■ Excerto de origem:
“Se uma pessoa tem um decote até ao umbigo, uma racha até cá acima e o outro não faz amor há não sei quanto tempo, o que é que a pessoa está a fazer senão assédio sobre o homem?” – Maria do Céu Santo (médica)
“Ela é uma prostituta de luxo. Trabalha no ramo. Pode ser prostituta à vontade, eu sou contra a prostituição, uns são a favor, mas é prostituta.. Se estivesse à porta do Jamaica a ganhar 20 euros ninguém questionava que o era, como está num casino em Las Vegas passa a «atraidora de clientes».” – Raquel Varela (historiadora)
“Sobre Kathryn Mayorga nada sei. Pode ser uma santa, mas pode ser uma megera. E pensando melhor, uma santa não se meteria no quarto de hotel de um homem.” – Henrique Monteiro (jornalista)

■ Informação extraída:
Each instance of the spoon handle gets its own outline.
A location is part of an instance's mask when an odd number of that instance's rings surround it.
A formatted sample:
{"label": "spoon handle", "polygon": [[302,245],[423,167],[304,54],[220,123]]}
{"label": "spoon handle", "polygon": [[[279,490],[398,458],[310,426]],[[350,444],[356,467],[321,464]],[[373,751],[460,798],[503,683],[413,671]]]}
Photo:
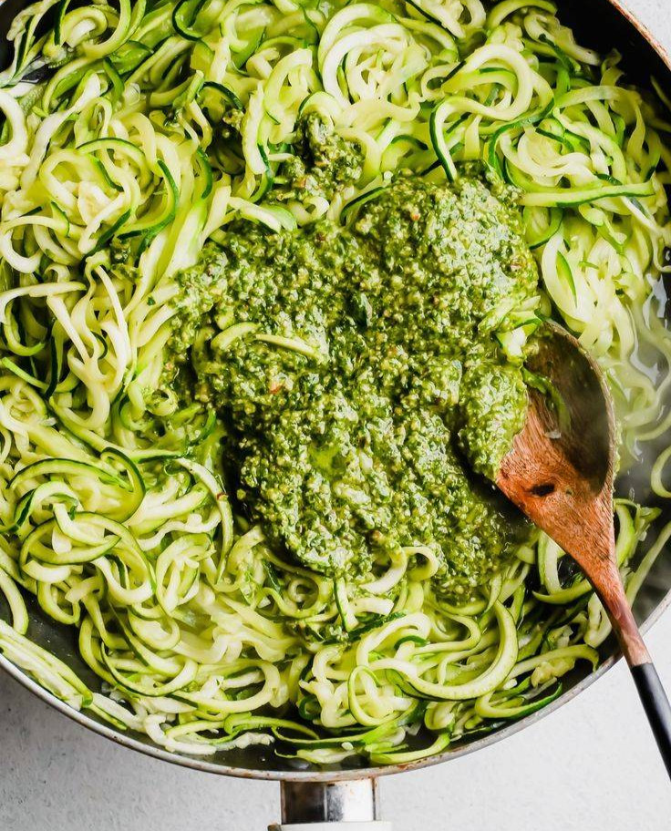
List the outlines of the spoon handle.
{"label": "spoon handle", "polygon": [[617,566],[610,557],[594,574],[592,582],[610,616],[660,755],[671,777],[671,704],[638,629]]}
{"label": "spoon handle", "polygon": [[659,753],[671,777],[671,704],[652,662],[630,667]]}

■ Tarefa A:
Responda a estas perguntas com base no excerto:
(i) Que profissão é indicada para Maria do Céu Santo?
(ii) Segundo Raquel Varela, quantos euros ganharia quem estivesse à porta do Jamaica?
(iii) De que mulher Henrique Monteiro afirma nada saber?
■ Tarefa B:
Enumere todas as pessoas mencionadas pelo nome no excerto.

■ Resposta A:
(i) Médica.
(ii) 20 euros.
(iii) Kathryn Mayorga.

■ Resposta B:
Maria do Céu Santo
Raquel Varela
Kathryn Mayorga
Henrique Monteiro